Text provided START

Only a third of Fallujah has been “cleared” of the Islamic State, the U.S.-led coalition said Tuesday.

The announcement comes days after the Iraqi government declared victory in the besieged city.

Other parts of the city are “contested,” said U.S. Army Col. Christopher Garver, the Baghdad-based spokesman for the coalition, with clashes underway between Iraqi security forces and Islamic State fighters.

Most of the cleared area is in the south of the city. “Clearing operations continue outward from the city center,” Garver added.

Iraqi forces pushed into the center of Fallujah on Friday, retaking a government complex and the central hospital. That evening Brig. Gen. Haider al-Obedi, with Iraq’s special forces, told The Associated Press his troops controlled 80% of the city.

Iraqi Prime Minister Haider al-Abadi said Friday that Fallujah had “returned to the embrace of the nation,” and that remaining Islamic State pockets would be “cleaned out within hours.”

But in recent days there have been persistent clashes between Iraqi forces and Islamic State fighters holed up in dense residential neighborhoods along the city’s northern edge.

“What it looks like is (an IS) defensive belt around the city with not as stiff defenses inside,” Garver said, explaining that as Iraqi forces move out from the city center they may encounter additional pockets of stiff resistance.

Text provided END

Translate this sentence from the report on Fallujah into Spanish: "The announcement comes days after the Iraqi government declared victory in the besieged city."

Dataset entries START

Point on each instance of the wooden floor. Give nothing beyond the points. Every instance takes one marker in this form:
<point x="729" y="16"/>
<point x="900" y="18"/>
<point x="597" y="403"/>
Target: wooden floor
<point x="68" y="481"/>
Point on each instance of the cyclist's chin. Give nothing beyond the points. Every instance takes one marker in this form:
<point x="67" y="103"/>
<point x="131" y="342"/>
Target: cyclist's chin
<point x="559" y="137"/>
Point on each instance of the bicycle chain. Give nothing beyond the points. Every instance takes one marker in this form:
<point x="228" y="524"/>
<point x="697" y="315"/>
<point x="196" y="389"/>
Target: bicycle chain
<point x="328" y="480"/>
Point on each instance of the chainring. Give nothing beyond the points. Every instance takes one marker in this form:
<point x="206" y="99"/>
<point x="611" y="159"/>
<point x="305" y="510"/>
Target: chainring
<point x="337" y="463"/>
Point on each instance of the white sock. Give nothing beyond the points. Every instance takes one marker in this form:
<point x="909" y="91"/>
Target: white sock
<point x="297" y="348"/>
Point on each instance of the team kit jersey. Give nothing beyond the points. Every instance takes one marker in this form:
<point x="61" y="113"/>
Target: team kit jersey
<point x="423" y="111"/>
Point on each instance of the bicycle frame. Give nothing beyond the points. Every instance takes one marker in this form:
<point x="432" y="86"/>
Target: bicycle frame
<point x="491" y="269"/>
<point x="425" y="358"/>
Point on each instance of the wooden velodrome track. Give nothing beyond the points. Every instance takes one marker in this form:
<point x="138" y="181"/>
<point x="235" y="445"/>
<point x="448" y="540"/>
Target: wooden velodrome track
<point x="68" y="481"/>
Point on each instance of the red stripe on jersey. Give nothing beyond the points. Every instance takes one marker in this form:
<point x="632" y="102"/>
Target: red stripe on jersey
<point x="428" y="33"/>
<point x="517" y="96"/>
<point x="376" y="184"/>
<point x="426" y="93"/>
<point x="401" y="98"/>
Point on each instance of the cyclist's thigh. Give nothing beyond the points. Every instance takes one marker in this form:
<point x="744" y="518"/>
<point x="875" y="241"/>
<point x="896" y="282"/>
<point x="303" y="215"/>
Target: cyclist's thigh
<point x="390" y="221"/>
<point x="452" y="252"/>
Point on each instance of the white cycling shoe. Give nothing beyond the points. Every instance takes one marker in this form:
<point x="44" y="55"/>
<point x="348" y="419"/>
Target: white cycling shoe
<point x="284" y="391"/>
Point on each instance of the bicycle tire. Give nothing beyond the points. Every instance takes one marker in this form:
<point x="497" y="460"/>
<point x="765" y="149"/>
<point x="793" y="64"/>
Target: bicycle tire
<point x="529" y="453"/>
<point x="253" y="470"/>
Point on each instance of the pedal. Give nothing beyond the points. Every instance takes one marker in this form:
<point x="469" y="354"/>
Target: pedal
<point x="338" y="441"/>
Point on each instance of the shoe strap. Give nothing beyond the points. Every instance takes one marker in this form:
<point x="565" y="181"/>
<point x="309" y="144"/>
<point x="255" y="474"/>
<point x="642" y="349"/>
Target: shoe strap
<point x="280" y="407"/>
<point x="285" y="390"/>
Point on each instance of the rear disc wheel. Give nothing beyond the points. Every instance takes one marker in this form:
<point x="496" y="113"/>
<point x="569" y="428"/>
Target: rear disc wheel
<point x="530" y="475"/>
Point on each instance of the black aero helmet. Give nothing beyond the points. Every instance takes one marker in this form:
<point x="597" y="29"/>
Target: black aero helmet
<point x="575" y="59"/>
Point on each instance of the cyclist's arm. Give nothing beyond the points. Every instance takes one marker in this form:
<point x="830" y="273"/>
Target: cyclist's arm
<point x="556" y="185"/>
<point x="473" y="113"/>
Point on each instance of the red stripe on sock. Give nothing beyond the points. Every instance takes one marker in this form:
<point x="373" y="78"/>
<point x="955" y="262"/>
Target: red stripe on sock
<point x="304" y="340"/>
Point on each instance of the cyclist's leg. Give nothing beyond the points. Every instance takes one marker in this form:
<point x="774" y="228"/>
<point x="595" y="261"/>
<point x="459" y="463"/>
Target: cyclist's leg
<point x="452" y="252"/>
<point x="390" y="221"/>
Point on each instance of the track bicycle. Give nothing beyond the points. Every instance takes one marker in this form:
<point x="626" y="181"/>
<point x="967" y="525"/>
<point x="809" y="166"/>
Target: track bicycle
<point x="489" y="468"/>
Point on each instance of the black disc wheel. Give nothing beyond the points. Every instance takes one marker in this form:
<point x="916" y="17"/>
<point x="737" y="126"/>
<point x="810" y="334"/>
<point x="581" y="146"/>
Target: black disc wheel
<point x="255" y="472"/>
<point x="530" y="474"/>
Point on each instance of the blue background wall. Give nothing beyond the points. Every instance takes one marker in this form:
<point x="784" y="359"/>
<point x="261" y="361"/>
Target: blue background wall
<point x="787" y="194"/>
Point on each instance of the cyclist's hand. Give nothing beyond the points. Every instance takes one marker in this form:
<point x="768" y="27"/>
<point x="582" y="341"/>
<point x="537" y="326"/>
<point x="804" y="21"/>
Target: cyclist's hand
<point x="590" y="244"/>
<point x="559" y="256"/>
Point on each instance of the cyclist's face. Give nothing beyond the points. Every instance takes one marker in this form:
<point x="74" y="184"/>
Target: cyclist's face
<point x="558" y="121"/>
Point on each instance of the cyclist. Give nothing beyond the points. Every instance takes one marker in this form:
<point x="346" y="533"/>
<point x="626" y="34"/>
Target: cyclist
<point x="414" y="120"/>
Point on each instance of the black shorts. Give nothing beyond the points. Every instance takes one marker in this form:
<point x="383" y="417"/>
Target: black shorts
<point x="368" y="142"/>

Dataset entries END

[Written solution] El anuncio llega días después de que el gobierno iraquí declarara la victoria en la ciudad sitiada.